- **Records supplied**:
· · · · · · ·

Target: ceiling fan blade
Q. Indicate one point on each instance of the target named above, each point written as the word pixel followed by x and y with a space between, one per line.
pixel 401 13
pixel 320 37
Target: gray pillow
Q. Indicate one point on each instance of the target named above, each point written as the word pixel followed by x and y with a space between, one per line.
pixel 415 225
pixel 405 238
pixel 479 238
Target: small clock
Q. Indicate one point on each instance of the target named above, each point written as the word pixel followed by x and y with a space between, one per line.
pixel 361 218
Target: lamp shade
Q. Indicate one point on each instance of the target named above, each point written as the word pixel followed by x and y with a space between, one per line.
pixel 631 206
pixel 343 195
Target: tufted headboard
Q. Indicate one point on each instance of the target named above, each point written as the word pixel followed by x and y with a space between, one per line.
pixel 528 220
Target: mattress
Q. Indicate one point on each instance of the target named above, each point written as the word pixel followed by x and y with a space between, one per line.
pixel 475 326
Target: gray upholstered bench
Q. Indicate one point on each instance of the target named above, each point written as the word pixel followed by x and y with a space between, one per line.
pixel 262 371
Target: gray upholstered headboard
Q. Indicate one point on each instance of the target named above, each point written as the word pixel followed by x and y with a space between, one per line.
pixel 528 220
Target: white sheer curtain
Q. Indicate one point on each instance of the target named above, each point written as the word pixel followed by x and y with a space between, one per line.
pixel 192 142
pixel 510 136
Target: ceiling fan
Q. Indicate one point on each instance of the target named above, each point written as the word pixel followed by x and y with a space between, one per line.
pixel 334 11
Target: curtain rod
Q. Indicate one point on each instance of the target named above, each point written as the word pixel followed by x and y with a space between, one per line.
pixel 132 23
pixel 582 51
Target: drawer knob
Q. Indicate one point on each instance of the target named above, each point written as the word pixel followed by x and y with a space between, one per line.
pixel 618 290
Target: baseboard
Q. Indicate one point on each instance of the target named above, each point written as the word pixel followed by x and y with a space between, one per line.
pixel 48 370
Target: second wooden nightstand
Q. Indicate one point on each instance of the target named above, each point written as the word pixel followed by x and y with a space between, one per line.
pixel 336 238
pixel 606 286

· · · · · · ·

- **Short exercise**: Reproduce only the lines of the data above starting at the line that contains "Target: lamp shade" and ending at the line that contains "pixel 343 195", including both of those lines.

- **Response to this task**:
Target: lamp shade
Q. Indicate one point on each instance of the target named above, each point written as the word pixel followed by x and y with a space between, one per line.
pixel 631 206
pixel 343 195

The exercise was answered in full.